DOCUMENT PASSAGE
==================================================

The Era Of Bespoke Software?
In Star Trek: The Next Generation, Picard says “Computer, calculate the optimal route to Starbase 47, accounting for current ion storm activity.” A second passes. The computer answers. Nobody on the bridge looks surprised, because the show wasn’t trying to explain it; it was suspension of disbelief, narrative convenience, the kind of magic 1990s science fiction needed to keep the plot moving.
We never asked, at the time, what the computer was actually doing. Now we can, because we’re starting to live it. The only sensible explanation is that the computer must have been writing a piece of software for that exact request, drafting it, running it once, displaying the result, and discarding it. Single-use code for a single question. The writers reached for the most convenient hand-wave they could think of, and accidentally described what would turn out to be the future. Hindsight is making them look more prescient than they were.
Made For One
The word “Bespoke” usually evokes Italian Suits. Hand-tailored, expensive, for the well-off. I’m using it in its older, more literal meaning: software made for a single use case, drafted by an LLM in response to one specific need, not intended to outlive that need. Single-purpose. Single-use. Disposable.
For most of software engineering’s history, this was uneconomical. Writing code was expensive. So we wrote each piece carefully, abstracted it, reused it, and felt clever about not having to write it again. The whole edifice of software reuse (libraries, frameworks, package managers, the entire NPM ecosystem) exists because writing code was, until recently, a meaningful cost.
It still is, when humans write it. But when an LLM writes it, the cost approaches zero. So the question becomes obvious: if you can have the computer write a CSV parser for this one report, every time, why import one?
The Reuse Tax
Reuse has costs the industry stopped counting. When you import a library, you also import its transitive dependencies, its versioning schedule, and the maintainer’s choices about API shape (made without knowing your specific problem). You take on the indirection between your needs and the abstraction the library exposes, and the unused code that sits in your bundle, never executed, never read, but present.

==================================================

INSTRUCTIONS FOR THE TASK
In the passage on bespoke software, what does the word "Bespoke" usually evoke?

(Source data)
==================================================

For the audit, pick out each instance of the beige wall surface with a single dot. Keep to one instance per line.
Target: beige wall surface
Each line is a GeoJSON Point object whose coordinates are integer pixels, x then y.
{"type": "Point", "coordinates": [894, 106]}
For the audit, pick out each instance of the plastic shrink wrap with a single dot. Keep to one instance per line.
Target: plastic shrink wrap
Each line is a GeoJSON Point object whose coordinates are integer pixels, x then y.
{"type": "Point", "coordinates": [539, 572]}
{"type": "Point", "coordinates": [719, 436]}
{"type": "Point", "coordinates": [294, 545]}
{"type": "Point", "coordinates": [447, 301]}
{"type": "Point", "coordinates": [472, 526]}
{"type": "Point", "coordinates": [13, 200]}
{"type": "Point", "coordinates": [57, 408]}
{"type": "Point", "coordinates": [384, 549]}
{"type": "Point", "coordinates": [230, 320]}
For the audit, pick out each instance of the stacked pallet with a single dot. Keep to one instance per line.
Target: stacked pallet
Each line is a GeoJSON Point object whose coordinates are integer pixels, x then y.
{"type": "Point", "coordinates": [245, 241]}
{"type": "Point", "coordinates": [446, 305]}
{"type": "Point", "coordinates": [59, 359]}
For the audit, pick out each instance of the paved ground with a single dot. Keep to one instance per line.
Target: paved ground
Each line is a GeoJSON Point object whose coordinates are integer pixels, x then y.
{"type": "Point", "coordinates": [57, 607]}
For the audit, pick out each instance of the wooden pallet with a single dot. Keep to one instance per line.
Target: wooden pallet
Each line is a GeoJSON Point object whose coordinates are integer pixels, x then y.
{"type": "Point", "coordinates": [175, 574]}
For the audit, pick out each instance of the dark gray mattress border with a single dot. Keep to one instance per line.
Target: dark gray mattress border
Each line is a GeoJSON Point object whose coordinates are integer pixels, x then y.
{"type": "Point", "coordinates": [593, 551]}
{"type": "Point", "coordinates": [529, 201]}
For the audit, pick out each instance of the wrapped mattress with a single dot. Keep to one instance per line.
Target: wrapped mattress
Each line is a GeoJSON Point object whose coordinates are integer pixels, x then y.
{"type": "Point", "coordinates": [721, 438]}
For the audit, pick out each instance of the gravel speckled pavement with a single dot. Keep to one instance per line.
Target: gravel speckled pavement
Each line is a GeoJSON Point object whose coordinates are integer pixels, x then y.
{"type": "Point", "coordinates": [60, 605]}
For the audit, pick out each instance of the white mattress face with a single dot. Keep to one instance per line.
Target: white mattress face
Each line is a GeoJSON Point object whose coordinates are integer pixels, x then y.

==================================================

SOLUTION TO THIS PROBLEM
Italian suits